# INSTRUCTIONS FOR THE TASK
Change "Drop a marker on each instance" to "Place a point on every match" throughout the lines below, keeping every other word the same, and leave out the pictures.

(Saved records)
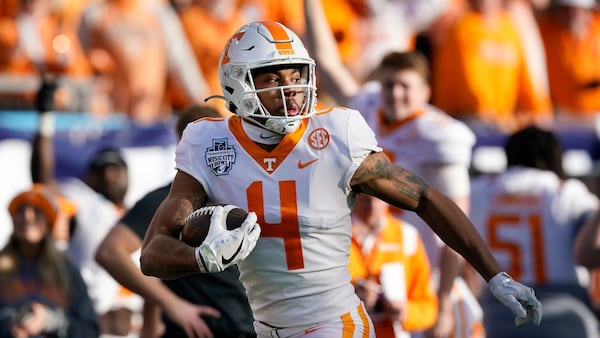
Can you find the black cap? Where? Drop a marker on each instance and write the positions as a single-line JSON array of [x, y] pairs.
[[105, 157]]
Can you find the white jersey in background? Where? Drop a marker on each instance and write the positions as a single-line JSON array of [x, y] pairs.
[[300, 191], [421, 144], [438, 148], [529, 219]]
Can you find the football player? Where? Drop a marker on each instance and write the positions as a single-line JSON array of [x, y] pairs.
[[297, 171]]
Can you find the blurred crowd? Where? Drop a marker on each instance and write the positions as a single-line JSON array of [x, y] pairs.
[[495, 65]]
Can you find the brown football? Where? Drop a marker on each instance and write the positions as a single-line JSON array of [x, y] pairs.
[[196, 227]]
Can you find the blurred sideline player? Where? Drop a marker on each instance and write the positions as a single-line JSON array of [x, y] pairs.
[[530, 215], [99, 199], [390, 270], [200, 305], [297, 172], [420, 138]]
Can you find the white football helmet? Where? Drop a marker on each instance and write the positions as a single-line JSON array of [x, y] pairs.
[[258, 45]]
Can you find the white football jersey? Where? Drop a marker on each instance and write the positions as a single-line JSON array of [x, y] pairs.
[[430, 138], [528, 218], [298, 272]]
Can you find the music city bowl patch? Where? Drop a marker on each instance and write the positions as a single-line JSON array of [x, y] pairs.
[[220, 157]]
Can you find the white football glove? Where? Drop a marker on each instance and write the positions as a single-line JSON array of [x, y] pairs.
[[518, 297], [223, 248]]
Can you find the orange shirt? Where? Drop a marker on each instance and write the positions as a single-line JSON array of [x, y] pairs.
[[399, 242], [479, 71], [573, 69]]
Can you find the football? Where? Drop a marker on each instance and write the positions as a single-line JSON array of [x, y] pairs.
[[197, 223]]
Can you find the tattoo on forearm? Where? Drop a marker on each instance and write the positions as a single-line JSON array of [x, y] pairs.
[[379, 167], [417, 187]]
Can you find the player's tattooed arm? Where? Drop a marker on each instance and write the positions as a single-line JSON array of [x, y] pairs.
[[377, 176]]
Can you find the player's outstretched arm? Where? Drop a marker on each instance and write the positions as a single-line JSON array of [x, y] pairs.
[[587, 243], [378, 177], [163, 255]]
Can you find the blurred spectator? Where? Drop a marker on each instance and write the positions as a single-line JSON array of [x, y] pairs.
[[138, 48], [42, 294], [571, 35], [198, 305], [417, 136], [287, 12], [390, 270], [480, 72], [100, 201], [219, 19], [529, 215]]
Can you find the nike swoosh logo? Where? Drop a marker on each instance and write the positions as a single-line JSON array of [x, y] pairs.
[[226, 261], [302, 165]]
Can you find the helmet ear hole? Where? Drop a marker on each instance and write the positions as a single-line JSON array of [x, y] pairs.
[[265, 45]]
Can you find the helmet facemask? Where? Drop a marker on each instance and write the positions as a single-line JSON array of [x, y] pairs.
[[289, 110]]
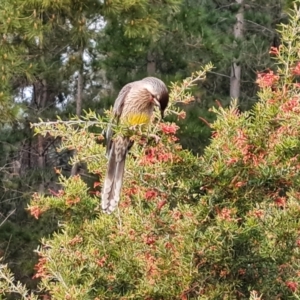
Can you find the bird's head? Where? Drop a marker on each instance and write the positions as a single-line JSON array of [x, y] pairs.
[[159, 93]]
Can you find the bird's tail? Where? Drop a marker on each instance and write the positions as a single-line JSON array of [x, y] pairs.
[[113, 181]]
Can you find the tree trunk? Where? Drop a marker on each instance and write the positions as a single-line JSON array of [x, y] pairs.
[[151, 64], [78, 102], [235, 76]]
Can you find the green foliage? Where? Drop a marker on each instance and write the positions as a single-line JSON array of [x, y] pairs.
[[222, 225]]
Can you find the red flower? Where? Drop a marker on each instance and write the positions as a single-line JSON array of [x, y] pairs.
[[150, 194], [280, 201], [296, 70], [35, 211], [100, 262], [40, 268], [161, 204], [291, 105], [169, 128], [274, 50], [71, 201], [181, 115], [267, 79], [292, 285]]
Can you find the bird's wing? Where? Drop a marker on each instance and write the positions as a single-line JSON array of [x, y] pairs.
[[119, 103], [117, 111]]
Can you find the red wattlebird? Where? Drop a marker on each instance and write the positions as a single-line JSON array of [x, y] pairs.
[[133, 106]]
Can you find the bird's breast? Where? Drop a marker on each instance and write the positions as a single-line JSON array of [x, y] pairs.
[[136, 118]]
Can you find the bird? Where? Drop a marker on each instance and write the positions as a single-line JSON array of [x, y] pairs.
[[133, 106]]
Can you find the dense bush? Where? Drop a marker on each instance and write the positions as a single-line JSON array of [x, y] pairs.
[[221, 226]]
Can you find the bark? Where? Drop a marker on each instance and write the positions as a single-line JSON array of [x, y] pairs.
[[78, 102], [235, 76], [151, 64]]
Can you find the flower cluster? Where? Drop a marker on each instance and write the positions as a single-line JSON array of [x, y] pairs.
[[267, 79]]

# SOLUTION
Can you find the black cap? Where? Place a point on every match and write the positions as a single-line JSON array of [x, y] pairs.
[[105, 157]]
Can you find the white jersey in background? Where? Place a point on every match and write the positions as a single-line JSON array of [x, y] pairs.
[[300, 191], [421, 144], [438, 148], [529, 219]]
Can you find the football player? Where? Place a point on every match and write the positions as a single-line JSON array of [x, y] pairs.
[[297, 171]]
Can you find the blurred crowd? Where? Place a point on every match and write the positions as a single-line JSON array of [x, y] pairs.
[[495, 65]]
Can you find the brown football? Where? Place a point on every match and write the positions as a single-line JSON array of [x, y] pairs.
[[196, 227]]
Can you find the blurred sideline player? Where? Place a point on every match and write the positions as a single-line JSON array of [x, y] pairs.
[[530, 215], [99, 199], [390, 270], [200, 305], [297, 172], [420, 138]]
Can you find the white football helmet? Where? Place a point on every match and write the positions as a single-line JSON array of [x, y] pairs.
[[258, 45]]
Can you find the white football jersey? Where? Place a point on every match and write the positions as a single-line JSON array of [x, y] pairs.
[[430, 138], [528, 218], [298, 272]]
Can you find the music city bowl patch? Where? Place a point on every match and write the positions as a single-line JSON array of [x, y] pairs.
[[220, 157]]
Can you find the white football glove? Where? Place a point on every match and write the positions as a single-line JSON array of [x, y] pairs.
[[518, 297], [223, 248]]
Can you find the orange shirt? Where? Place a point on every match and write the positions as a single-line JSON array of [x, y] pairs.
[[399, 242], [479, 71], [573, 69]]
Can you find the football? Where? Place a point on every match and write the positions as a single-line JSON array of [x, y] pairs.
[[197, 223]]
Can you find the tattoo on forearm? Where? Place a point on every match and write the positions as a single-line JSON array of [x, y] pairs.
[[379, 167], [417, 187]]
Can you find the player's tattooed arm? Where? Place a point on every match and write the positions as a single-line JSON array of [x, y] pairs.
[[377, 176]]
Can you find the player's outstretched arm? Where? Place a point on every match and write the positions as a single-line JSON array of [x, y] pairs.
[[587, 243], [378, 177], [163, 255]]
Can you find the blurred spectator? Where? Place a point on every match and write the positions as a single-line JSON array of [x, y] pairs.
[[138, 48], [42, 294], [571, 35], [198, 305], [417, 136], [287, 12], [390, 270], [480, 72], [100, 201], [219, 19], [529, 215]]
Can you find the nike swoosh logo? Where? Place a point on every match and write the positions as a single-line JSON array of [x, y] pairs.
[[226, 261], [302, 165]]
Can you find the helmet ear hole? Where? Place a point on every match and write the positions as a single-line JSON array of [x, y] pairs.
[[265, 45]]
Can you find the helmet facemask? Where? Place a point on every match and write the positions as a single-line JSON array of [x, y] pairs.
[[289, 110]]
Can you find the bird's head? Where? Place a point on every match and write the positions as a single-line JSON array of [x, y] pairs.
[[159, 93]]
Can you find the bird's tail? Where? Place a point on every match and write the positions as a single-line JSON array of [x, y] pairs.
[[113, 181]]
Can you find the tree trunk? Where? Place a point on every match and write the positions as a single-line JSON array of [x, y] pairs.
[[151, 64], [78, 102], [235, 76]]
Can you find the green foliage? Where? Place a point on every match and write the positions as a single-line JSON array of [x, y] pairs.
[[222, 225]]
Can you find the red flower? Where? Place a point on every match and write the positions as a single-line JSON array of [x, y] pairs.
[[150, 194], [280, 201], [296, 70], [35, 211], [100, 262], [40, 268], [161, 204], [291, 105], [169, 128], [274, 50], [71, 201], [181, 115], [267, 79], [292, 285]]
Can you find the bird's wing? Where? Place a point on every match and write the positions as a single-line JSON array of [x, y] pairs.
[[119, 103], [117, 111]]
Can you find the red wattlebird? Where? Place a point on every match and write the positions as a single-line JSON array of [x, y] pairs.
[[133, 106]]
Can you find the bird's breast? Where? Place a point on every match and write the positions as a single-line JSON array of [x, y] pairs.
[[136, 118]]
Can you find the bird? Where? Place a point on every match and write the positions as a single-line JSON array of [x, y] pairs.
[[133, 106]]
Can you find the dense bush? Where? Place a point on every match and write the positions as a single-line JSON array of [x, y] pairs.
[[221, 226]]
Can you find the bark? Where? Place a point on every match and write the positions as a single-line JSON array of [x, y] pairs.
[[78, 102], [235, 76], [151, 64]]
Can you find the flower cluster? Where? Place a point on every match and write the positions as a single-line JSON array of [x, y] pairs.
[[267, 79]]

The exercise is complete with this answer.